*** STUDY TEXT

Aug 10, 2012 5:05 AM in response to Dvayanu

I've been keeping an eye on this stupid amendment to the Mac OSX operating system. Despite all the other improvements in Mountain Lion, by removing the basic Save As functionality that I have had as a MAC user for the past 16 years, it basically makes it a less helpful OS. I need to buy a new macbook pro and have been holding out for the function to be restored. I don't think that this'll ever happen now and Apple are guilty of not listening to their customers. Looks like Windows 8 might get a new customer.... and I never thought I'd hear myself say that. Sigh😟

Aug 10, 2012 5:52 AM in response to Smartmart

Smartmart wrote:


I've been keeping an eye on this stupid amendment to the Mac OSX operating system. Despite all the other improvements in Mountain Lion, by removing the basic Save As functionality that I have had as a MAC user for the past 16 years, it basically makes it a less helpful OS. I need to buy a new macbook pro and have been holding out for the function to be restored. I don't think that this'll ever happen now and Apple are guilty of not listening to their customers. Looks like Windows 8 might get a new customer.... and I never thought I'd hear myself say that. Sigh😟


I've been using Lion for a year on a machine at work. The experience was very poor, specially when I needed TextEdit or Preview, as I had to replace it by non-Apple software and, while they were good tools, they weren't as productive/useful/powerful as the Apple counterparts. Also, not only AutoSave+Versions other supposedly "new features" of Lion looked like addons not integrated in the OS... like if they were third-party addons rather than standard built-in features. In general, as said, my experience with Lion has been very poor.

******
*** DATA SHOWN

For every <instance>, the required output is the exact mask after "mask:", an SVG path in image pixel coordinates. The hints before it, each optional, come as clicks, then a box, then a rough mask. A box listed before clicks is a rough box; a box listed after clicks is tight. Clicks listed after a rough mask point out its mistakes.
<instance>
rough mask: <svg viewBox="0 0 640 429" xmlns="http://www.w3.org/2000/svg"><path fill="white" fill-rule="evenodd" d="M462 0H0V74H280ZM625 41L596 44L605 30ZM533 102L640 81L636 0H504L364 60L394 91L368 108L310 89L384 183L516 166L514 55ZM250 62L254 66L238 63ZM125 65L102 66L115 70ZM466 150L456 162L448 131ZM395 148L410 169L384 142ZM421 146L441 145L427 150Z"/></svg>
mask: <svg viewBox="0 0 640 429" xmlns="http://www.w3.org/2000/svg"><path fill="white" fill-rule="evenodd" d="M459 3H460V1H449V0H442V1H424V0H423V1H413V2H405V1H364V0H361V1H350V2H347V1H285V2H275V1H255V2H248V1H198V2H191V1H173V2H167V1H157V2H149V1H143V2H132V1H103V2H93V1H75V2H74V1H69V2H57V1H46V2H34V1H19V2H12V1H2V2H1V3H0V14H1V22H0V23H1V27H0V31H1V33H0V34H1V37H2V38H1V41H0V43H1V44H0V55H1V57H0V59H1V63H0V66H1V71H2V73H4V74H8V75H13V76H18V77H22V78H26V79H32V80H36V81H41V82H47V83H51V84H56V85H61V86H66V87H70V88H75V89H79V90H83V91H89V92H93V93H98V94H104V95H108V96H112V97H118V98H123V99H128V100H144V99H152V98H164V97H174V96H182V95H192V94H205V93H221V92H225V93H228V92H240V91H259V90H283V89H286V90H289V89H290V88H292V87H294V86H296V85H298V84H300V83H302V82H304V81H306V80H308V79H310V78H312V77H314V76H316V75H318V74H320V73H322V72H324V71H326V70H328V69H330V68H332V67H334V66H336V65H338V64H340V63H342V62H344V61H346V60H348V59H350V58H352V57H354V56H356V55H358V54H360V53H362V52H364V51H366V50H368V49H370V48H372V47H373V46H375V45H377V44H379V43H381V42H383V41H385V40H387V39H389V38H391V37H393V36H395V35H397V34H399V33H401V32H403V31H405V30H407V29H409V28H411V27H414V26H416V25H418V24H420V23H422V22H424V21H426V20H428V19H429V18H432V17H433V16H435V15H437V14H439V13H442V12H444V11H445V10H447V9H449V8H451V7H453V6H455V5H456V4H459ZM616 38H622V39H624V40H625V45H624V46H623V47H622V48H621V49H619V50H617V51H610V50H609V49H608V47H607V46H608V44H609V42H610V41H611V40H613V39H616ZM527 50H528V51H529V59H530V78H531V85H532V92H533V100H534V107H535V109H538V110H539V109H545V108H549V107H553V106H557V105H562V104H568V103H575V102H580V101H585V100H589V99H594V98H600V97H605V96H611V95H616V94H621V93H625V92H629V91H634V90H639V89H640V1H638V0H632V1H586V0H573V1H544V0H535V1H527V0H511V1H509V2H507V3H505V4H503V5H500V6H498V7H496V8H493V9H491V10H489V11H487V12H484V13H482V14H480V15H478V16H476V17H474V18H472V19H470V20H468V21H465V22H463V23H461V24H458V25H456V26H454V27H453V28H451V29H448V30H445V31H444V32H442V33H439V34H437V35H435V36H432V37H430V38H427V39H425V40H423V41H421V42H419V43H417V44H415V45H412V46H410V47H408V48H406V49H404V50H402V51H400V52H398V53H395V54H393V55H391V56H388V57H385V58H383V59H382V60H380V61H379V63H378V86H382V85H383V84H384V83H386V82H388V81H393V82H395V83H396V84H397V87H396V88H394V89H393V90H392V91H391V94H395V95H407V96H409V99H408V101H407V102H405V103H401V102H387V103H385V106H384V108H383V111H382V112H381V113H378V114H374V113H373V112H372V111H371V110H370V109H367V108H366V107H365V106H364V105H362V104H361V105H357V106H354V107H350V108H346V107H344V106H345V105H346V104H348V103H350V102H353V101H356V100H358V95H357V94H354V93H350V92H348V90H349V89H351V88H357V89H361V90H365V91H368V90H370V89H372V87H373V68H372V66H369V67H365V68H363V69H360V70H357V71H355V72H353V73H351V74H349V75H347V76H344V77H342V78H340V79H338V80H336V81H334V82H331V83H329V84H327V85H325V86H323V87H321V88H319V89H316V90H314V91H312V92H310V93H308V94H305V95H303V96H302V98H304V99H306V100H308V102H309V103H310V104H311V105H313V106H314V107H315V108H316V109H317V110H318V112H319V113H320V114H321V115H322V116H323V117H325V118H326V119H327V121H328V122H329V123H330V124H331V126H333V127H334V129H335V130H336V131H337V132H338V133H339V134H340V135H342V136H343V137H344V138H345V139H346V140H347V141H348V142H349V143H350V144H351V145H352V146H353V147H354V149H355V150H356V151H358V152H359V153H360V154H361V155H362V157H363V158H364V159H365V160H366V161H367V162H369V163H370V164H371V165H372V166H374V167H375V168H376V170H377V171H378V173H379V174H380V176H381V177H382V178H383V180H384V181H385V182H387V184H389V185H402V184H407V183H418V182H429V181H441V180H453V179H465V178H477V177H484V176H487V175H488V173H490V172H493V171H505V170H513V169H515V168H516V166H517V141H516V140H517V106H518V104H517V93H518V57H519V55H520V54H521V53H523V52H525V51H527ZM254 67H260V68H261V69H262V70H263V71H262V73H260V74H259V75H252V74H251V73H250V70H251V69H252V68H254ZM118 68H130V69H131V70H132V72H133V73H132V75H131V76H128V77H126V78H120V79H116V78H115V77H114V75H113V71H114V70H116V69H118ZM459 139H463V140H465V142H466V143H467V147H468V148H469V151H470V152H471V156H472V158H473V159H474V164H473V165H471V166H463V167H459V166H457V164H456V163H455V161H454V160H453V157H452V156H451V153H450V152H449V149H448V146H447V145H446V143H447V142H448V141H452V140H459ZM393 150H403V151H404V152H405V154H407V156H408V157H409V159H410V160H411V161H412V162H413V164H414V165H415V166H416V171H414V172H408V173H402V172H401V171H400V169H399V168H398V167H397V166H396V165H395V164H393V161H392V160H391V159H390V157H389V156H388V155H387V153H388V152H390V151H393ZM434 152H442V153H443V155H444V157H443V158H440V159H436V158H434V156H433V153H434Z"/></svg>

******

INSTRUCTIONS TO FOLLOW →
Continue the forum thread about losing Save As in Mountain Lion, starting after its last sentence.

OUTPUT FOR THIS EXERCISE →
I have Snow Leopard on my Macbook Air, and even Tiger (yes!) on a G5 iMac at home. If you ask me of how powerful/useful the OS is, I'd order them (from less useful to most useful one) as Lion -> Tiger -> SnowLeopard. In other words, for me, Tiger looks as an enhancement for Lion, and Snow Leopard is a real enhancement for Tiger.


I'm saying this because I'm not the kind of dude who thinks the past is always best. Otherwise, I'd be saying Tiger is best than SL, and I'm not saying that. SL is far more advanced, and far more productive than Tiger.


I like to upgrade to new products, but, of course, supposing the new product is more advanced than the previous one, which is not the case for Lion.


I hope I'll be able to feel comfortable with this Mountain Lion "Save As". I say "I hope" because if I cannot stand ML, my days as OSX user might be numbered, and I don't wish so. I don't know if that "decaffeined" SaveAs will please me, but I'll try.

Sep 3, 2012 6:20 AM in response to cesarpixel

I just installed ML. Can I force Preview to always duplicate files whenever opening them? That would be the behaviour I need.


Example: If you open (with Preview) the default "about your downloads" pdf file (in the downloads folder), and you make any changes on it, it automatically duplicates the file, without asking you (AFAIK, the file is not locked, but it somehow detects it's a non-modifiable file).


That's what I need, but for all files I open with Preview. Can I do it? How?

Sep 3, 2012 8:57 AM in response to cesarpixel

Sorry to reply to myself, but I didn't know there's been discovered a way to really disable Autosave+Versions. I share it here, in case it can help more users who -just like me- have a brain incompatible with autosave+versions, and an overall feeling of disagreement with how Apple is imposing annoying stuff.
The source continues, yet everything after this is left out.